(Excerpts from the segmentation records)
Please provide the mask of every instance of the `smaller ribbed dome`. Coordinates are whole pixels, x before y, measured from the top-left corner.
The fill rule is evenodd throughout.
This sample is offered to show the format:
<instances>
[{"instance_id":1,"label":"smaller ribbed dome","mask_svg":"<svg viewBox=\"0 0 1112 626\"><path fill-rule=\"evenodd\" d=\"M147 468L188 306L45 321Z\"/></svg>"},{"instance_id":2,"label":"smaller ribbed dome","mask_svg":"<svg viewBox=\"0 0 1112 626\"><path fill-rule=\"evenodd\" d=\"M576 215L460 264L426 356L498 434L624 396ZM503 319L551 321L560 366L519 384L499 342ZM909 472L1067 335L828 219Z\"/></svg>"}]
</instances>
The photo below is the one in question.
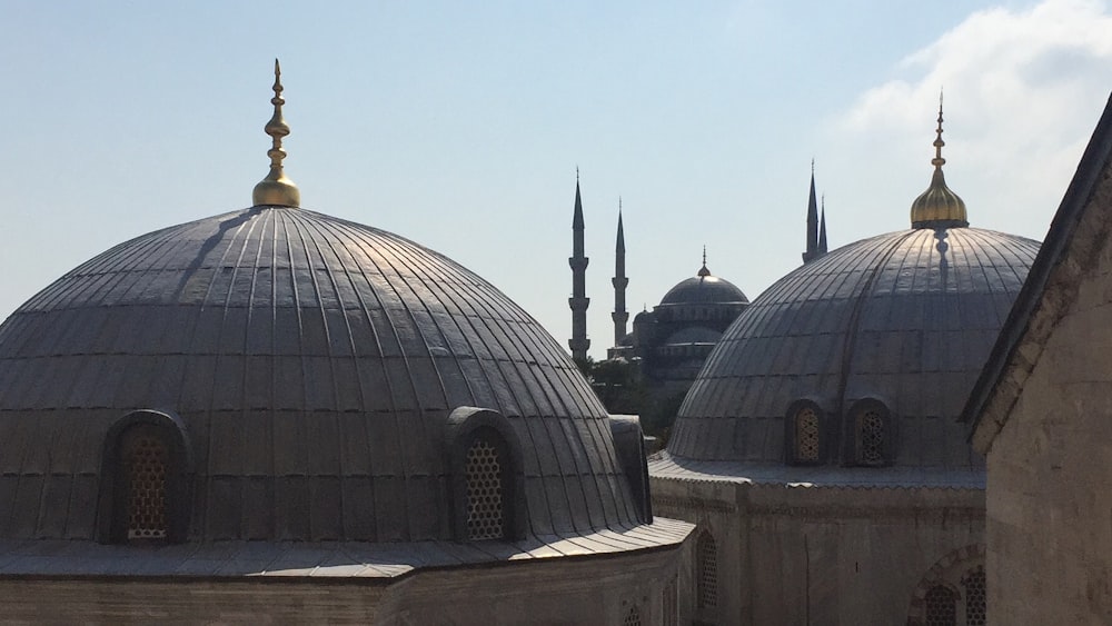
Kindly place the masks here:
<instances>
[{"instance_id":1,"label":"smaller ribbed dome","mask_svg":"<svg viewBox=\"0 0 1112 626\"><path fill-rule=\"evenodd\" d=\"M942 166L934 169L931 187L911 203L912 228L955 228L970 225L965 212L965 201L946 187Z\"/></svg>"},{"instance_id":2,"label":"smaller ribbed dome","mask_svg":"<svg viewBox=\"0 0 1112 626\"><path fill-rule=\"evenodd\" d=\"M745 294L733 282L717 276L711 276L707 272L704 276L695 276L682 280L678 285L668 289L668 292L661 300L661 305L725 305L736 302L748 304L748 301L749 299L745 297Z\"/></svg>"}]
</instances>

Exercise goal.
Copy out every one of the entries above word for word, omitting the pictures.

Result for this exercise.
Please provide the mask of every instance of the `smaller ribbed dome`. Coordinates are whole pixels, x before y, measured from the top-left corner.
The fill rule is evenodd throughout.
This sample is offered to show the format:
<instances>
[{"instance_id":1,"label":"smaller ribbed dome","mask_svg":"<svg viewBox=\"0 0 1112 626\"><path fill-rule=\"evenodd\" d=\"M147 468L188 306L45 321Z\"/></svg>"},{"instance_id":2,"label":"smaller ribbed dome","mask_svg":"<svg viewBox=\"0 0 1112 626\"><path fill-rule=\"evenodd\" d=\"M576 215L460 264L426 356L498 434L624 396ZM503 319L551 321L560 366L519 384L499 342ZM909 472L1067 335L828 219Z\"/></svg>"}]
</instances>
The photo below is the one in question.
Kindly place the masks here:
<instances>
[{"instance_id":1,"label":"smaller ribbed dome","mask_svg":"<svg viewBox=\"0 0 1112 626\"><path fill-rule=\"evenodd\" d=\"M942 166L934 169L931 187L911 203L912 228L955 228L970 225L965 212L965 201L946 187Z\"/></svg>"},{"instance_id":2,"label":"smaller ribbed dome","mask_svg":"<svg viewBox=\"0 0 1112 626\"><path fill-rule=\"evenodd\" d=\"M745 294L733 282L717 276L711 276L707 272L704 276L695 276L682 280L678 285L668 289L668 292L661 300L661 305L725 305L736 302L748 304L748 301L749 299L745 297Z\"/></svg>"}]
</instances>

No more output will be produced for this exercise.